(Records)
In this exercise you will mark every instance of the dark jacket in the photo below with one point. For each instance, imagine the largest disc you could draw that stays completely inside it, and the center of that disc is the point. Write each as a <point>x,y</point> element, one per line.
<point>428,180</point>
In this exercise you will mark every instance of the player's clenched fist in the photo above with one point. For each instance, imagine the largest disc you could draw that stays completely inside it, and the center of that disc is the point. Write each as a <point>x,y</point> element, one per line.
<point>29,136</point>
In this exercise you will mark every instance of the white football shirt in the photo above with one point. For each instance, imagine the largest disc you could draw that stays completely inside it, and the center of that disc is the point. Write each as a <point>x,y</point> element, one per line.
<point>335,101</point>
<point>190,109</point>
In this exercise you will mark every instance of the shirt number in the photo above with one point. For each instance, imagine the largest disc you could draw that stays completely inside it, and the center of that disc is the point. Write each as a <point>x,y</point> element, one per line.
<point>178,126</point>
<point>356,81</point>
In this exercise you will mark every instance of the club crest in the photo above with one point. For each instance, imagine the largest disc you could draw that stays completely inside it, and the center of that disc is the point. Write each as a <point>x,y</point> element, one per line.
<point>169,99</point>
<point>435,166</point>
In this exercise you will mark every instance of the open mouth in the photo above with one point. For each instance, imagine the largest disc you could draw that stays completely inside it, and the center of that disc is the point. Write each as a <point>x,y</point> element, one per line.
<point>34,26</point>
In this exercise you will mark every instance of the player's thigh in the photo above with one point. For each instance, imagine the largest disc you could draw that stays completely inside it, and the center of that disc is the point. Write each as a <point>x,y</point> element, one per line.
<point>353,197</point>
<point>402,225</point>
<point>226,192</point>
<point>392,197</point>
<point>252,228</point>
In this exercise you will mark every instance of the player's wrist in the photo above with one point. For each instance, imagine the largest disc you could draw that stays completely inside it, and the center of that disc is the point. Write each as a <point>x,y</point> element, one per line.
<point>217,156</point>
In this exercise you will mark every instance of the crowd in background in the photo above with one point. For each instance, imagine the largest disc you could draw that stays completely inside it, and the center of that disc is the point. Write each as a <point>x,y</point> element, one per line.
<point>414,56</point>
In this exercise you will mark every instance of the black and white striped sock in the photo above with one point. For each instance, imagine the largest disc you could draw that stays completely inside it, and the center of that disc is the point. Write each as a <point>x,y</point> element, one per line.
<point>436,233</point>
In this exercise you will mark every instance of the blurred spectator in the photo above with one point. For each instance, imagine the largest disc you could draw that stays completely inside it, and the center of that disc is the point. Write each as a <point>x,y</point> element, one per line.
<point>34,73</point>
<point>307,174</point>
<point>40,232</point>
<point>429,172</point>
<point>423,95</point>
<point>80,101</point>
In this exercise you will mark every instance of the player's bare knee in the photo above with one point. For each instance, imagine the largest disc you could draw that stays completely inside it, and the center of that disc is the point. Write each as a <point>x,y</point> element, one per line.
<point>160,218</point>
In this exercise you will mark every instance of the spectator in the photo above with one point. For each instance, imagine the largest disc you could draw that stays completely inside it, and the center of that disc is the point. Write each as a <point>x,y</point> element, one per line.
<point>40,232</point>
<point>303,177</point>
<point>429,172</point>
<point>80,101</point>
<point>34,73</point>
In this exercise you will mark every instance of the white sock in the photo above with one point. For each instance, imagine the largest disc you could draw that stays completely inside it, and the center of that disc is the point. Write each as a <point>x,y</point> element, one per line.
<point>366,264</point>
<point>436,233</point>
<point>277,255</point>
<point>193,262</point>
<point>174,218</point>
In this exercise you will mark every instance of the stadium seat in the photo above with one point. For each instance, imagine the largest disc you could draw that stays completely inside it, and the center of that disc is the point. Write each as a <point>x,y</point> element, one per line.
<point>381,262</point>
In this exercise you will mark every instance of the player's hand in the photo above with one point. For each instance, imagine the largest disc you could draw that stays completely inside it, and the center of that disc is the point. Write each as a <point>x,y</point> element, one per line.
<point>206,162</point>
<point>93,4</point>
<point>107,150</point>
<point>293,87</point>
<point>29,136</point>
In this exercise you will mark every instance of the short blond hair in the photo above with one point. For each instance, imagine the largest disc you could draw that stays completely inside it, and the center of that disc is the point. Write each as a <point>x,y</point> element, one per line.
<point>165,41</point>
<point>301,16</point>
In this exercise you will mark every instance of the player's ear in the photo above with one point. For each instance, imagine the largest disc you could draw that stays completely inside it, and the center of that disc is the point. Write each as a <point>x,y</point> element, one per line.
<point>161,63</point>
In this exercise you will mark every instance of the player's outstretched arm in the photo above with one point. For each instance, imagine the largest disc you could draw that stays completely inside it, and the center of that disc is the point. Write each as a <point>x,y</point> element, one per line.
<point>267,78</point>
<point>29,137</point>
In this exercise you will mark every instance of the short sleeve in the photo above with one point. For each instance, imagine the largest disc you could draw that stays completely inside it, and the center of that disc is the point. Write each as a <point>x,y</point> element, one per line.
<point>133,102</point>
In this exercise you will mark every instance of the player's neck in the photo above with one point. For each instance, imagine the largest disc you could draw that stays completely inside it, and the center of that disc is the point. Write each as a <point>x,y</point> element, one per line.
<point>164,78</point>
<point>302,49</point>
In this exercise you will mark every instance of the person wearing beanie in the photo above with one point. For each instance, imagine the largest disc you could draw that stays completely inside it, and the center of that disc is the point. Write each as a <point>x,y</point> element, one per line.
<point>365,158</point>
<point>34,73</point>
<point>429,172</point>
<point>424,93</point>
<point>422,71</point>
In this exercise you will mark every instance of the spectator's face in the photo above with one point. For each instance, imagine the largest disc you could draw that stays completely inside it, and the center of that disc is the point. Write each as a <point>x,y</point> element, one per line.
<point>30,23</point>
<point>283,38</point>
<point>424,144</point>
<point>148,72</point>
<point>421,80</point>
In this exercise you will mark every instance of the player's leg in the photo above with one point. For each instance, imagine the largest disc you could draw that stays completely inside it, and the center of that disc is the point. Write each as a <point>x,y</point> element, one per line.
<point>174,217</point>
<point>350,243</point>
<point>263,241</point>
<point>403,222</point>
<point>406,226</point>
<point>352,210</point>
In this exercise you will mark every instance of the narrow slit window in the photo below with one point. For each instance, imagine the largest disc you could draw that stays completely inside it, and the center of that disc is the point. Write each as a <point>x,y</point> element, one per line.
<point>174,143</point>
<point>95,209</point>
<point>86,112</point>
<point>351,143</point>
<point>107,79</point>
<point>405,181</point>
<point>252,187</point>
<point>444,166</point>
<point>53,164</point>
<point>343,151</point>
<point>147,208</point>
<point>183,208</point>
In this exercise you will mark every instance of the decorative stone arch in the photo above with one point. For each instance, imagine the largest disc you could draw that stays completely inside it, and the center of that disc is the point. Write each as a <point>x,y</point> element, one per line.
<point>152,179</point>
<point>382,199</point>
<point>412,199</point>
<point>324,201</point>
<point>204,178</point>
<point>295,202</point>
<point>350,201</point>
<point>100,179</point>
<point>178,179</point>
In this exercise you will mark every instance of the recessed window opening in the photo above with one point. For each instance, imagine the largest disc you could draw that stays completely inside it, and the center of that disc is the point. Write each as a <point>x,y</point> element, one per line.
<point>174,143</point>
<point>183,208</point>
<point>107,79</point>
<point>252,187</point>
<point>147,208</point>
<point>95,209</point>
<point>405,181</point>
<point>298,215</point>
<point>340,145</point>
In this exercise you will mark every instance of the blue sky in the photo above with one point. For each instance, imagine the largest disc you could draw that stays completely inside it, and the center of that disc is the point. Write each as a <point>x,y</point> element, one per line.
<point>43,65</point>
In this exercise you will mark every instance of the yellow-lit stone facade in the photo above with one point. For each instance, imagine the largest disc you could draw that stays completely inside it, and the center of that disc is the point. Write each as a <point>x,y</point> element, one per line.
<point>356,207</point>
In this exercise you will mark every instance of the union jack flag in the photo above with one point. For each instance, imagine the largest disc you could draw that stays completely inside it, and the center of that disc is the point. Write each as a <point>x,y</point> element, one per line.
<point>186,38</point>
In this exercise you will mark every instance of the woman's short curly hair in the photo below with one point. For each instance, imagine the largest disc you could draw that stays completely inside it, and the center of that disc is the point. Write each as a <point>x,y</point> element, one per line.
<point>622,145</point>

**What you are asked to do**
Your task is to return, exactly and on their own, the lines from the one containing "In this exercise you will mark every instance of the yellow-lit" through the last line of the listing.

**Result of this task**
In this exercise you will mark every instance of the yellow-lit stone facade in the photo above with one point. For each instance, imagine the largest disc you could draw that stays completely inside it, and the center of that disc is the point. Write each as a <point>x,y</point> element, one per line.
<point>356,207</point>
In this exercise you will mark every instance of the union jack flag in the photo above with one point. For each instance, imagine the largest disc you could draw that stays completely inside it, and the center of that disc is the point. Write each as a <point>x,y</point> element, one per line.
<point>186,38</point>
In this exercise you will mark every instance of the woman's short curly hair in the photo below with one point. For each instance, imagine the largest disc you could draw that stays completely inside it, and the center of that disc is the point. Write each as a <point>x,y</point> element, one per line.
<point>622,145</point>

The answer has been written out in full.